聞くところによると、脚本を読んでかなり涙を流されたそうですね。
古村とあかねが島に向かう最後のシーンですね。今まで数々の映画やドラマに携わってきましたが、何回読んでも泣いてしまう脚本って珍しいんですよ。いつも思うのは、制作者側の気持ちが動くことが映画としての表現につながっていくと思うんです。言い換えれば、僕たちの気持ちが動いて初めて、伝えたいことが観客に伝わるような気がしていて。脚本を読んで、人生を諦めかけていた古村があかねと出会って目覚めていく過程には、僕も相当心を動かされました。脚本家の児島(秀樹)さんにとっても自信作になったんじゃないでしょうか。
あかね役の桐島さんの印象はどうでしたか?
前から知ってはいましたが、肝が座っていてちょっと珍しいタイプの女優さんだなと思います。今回のあかね役には、彼女の少し天然な性格がピタッとはまった気がしますね。女優としては非常にいいスタートが切れたんじゃないでしょうか。
榎木さんは鹿児島ご出身ですが、九州でこうした映画が撮られることについてはどう思われましたか。

== == ==

◆ 実施する作業:
[1] 抽出テキストの「古村とあかねが島に向かう最後」から「あかね役の桐島さんの印象はどうでしたか?」まで（この語句を含む）を、「あかね」を「さくら」に置き換えて書き直してください。
[2] 次の(a)〜(c)の記述が抽出テキストの内容と合っているかどうかを、それぞれ「はい」か「いいえ」で答え、判断の根拠となる本文の語句をそのまま引用してください。
(a) 脚本を読んで涙を流したのは、古村とあかねが島に向かう最後のシーンである。
(b) 榎木さんは福岡県の出身である。
(c) 何回読んでも泣いてしまう脚本はよくあるものだと述べられている。
[3] 抽出テキストによると、この作品の脚本家は誰ですか。

== == ==

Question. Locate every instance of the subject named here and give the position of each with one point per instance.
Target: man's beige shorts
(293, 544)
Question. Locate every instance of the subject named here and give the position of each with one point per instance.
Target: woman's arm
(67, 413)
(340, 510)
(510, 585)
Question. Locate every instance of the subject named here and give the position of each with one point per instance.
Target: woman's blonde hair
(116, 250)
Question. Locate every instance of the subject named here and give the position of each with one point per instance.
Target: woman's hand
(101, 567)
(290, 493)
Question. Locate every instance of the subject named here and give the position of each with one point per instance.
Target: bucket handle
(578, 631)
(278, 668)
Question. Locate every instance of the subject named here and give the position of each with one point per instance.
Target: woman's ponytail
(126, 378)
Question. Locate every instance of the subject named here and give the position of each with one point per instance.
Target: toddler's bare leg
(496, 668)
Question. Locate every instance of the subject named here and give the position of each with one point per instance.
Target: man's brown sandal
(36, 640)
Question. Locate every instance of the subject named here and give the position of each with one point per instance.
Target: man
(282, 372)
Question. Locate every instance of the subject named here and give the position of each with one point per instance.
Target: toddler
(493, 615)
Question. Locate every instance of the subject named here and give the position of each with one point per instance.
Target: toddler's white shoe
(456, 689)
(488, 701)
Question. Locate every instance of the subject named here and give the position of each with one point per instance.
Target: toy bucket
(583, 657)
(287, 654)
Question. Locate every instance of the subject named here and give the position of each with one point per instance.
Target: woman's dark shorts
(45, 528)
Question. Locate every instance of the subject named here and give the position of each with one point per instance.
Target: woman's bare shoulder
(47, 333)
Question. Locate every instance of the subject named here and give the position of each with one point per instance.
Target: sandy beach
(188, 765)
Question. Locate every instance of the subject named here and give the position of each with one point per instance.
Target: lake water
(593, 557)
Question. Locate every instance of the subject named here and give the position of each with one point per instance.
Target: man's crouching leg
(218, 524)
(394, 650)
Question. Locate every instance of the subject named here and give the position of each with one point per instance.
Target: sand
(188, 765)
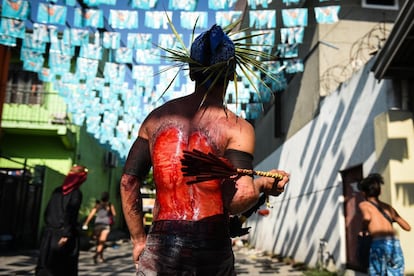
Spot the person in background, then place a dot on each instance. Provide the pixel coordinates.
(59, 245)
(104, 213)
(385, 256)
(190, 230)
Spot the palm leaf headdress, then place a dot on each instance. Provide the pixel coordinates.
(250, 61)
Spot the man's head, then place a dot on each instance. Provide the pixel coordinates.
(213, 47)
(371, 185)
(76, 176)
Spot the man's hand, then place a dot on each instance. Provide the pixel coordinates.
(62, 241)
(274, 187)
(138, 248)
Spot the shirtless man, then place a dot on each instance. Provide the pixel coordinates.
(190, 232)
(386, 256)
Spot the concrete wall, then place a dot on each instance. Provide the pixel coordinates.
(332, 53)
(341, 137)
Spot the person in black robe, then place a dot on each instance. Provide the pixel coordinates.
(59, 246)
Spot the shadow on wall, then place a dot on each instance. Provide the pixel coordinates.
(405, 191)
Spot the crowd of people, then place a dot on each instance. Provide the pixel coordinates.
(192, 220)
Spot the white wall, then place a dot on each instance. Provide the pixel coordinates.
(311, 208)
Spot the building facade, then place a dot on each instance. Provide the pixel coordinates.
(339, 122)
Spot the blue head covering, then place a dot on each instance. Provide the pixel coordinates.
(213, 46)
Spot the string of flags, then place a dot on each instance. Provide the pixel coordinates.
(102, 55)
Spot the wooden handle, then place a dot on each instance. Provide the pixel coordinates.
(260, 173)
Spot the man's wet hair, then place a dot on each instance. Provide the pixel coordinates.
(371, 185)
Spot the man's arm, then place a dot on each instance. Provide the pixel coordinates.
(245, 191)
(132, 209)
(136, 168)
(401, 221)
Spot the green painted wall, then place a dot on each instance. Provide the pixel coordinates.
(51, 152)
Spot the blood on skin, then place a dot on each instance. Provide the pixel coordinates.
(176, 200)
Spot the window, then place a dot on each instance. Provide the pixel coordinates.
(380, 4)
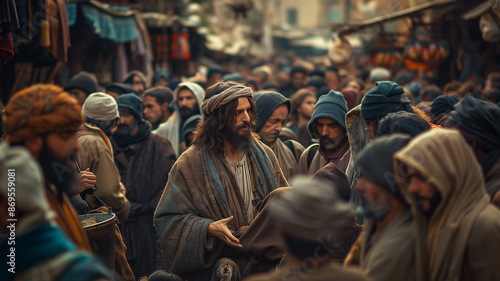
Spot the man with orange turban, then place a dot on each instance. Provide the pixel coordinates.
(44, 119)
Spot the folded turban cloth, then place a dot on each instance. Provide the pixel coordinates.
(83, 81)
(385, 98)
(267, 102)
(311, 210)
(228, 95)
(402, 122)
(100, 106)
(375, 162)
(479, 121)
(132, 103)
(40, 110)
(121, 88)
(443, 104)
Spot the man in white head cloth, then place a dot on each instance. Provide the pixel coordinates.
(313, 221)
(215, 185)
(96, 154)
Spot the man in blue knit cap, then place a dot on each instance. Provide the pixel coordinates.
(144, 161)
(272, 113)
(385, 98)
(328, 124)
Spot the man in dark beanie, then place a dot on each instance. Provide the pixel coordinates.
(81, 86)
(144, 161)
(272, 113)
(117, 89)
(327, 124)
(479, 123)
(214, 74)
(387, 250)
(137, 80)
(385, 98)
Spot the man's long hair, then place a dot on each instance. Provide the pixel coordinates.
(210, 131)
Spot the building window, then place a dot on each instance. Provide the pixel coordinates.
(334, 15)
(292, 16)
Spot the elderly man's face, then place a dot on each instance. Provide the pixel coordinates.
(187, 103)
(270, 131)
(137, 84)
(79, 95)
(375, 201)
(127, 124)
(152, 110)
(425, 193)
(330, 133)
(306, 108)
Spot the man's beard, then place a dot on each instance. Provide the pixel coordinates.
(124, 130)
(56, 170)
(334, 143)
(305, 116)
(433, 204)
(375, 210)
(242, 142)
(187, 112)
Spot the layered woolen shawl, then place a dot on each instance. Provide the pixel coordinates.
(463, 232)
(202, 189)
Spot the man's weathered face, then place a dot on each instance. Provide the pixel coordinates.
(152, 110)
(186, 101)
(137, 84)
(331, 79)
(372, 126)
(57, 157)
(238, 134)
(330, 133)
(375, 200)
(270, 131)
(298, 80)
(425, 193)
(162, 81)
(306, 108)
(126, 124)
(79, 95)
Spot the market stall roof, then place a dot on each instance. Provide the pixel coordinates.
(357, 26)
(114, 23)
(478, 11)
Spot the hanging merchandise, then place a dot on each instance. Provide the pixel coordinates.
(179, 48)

== == ==

◆ 解答一覧:
[1]
古村とさくらが島に向かう最後のシーンですね。今まで数々の映画やドラマに携わってきましたが、何回読んでも泣いてしまう脚本って珍しいんですよ。いつも思うのは、制作者側の気持ちが動くことが映画としての表現につながっていくと思うんです。言い換えれば、僕たちの気持ちが動いて初めて、伝えたいことが観客に伝わるような気がしていて。脚本を読んで、人生を諦めかけていた古村がさくらと出会って目覚めていく過程には、僕も相当心を動かされました。脚本家の児島(秀樹)さんにとっても自信作になったんじゃないでしょうか。
さくら役の桐島さんの印象はどうでしたか?

[2]
(a) はい。「古村とあかねが島に向かう最後のシーンですね。」
(b) いいえ。「榎木さんは鹿児島ご出身ですが」
(c) いいえ。「何回読んでも泣いてしまう脚本って珍しいんですよ。」

[3] 児島秀樹さんです。